## WRITTEN TASK
Copy out all the records exactly.

## Items from a dataset

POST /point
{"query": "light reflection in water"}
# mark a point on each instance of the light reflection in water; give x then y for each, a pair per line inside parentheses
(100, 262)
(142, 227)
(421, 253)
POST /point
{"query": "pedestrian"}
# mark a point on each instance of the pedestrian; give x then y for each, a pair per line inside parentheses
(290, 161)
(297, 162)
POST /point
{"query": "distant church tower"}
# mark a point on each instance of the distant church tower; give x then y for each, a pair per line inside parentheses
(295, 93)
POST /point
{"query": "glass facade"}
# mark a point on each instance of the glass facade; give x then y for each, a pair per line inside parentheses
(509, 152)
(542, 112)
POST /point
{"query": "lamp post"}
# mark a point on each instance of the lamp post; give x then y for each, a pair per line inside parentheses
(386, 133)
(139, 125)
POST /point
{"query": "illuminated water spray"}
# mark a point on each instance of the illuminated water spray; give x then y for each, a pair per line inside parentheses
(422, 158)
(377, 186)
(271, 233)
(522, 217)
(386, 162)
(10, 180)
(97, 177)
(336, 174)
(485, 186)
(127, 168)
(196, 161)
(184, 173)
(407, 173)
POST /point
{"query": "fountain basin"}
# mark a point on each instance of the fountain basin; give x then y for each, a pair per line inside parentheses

## SOLVED PROBLEM
POST /point
{"query": "light reflection in water"}
# mark a point on each instance of the light reflection in water; give x then y for each, a pair per line inside parentheses
(100, 262)
(142, 227)
(421, 253)
POST /point
{"query": "pedestrian"}
# mark a point on each instance of the pedestrian; give x then y for each, a pair per line inside parentheses
(290, 161)
(297, 162)
POST /point
{"query": "distant church tower"}
# mark a point on each instance of the distant church tower; give x then y for each, a pair per line inside parentheses
(295, 93)
POST /point
{"query": "glass facade"}
# mark a point on each instance of the glass facade; give x then y for each, a pair per line inside parentheses
(509, 152)
(542, 112)
POST /point
{"query": "lamp post"}
# mark a point on each instance of the lamp post; give x then y for each, a pair per line inside parentheses
(386, 133)
(139, 125)
POST /point
{"query": "illuminated water spray"}
# mark a point on each instance of the illuminated water spray; give x then y for each, a pair per line inside parentheses
(422, 158)
(377, 186)
(271, 233)
(522, 217)
(386, 162)
(10, 180)
(97, 177)
(336, 174)
(485, 186)
(127, 168)
(196, 161)
(184, 173)
(407, 173)
POST /point
{"query": "fountain basin"}
# mark a point on each instance of the fountain basin; give x then y for each, a pair per line inside parentheses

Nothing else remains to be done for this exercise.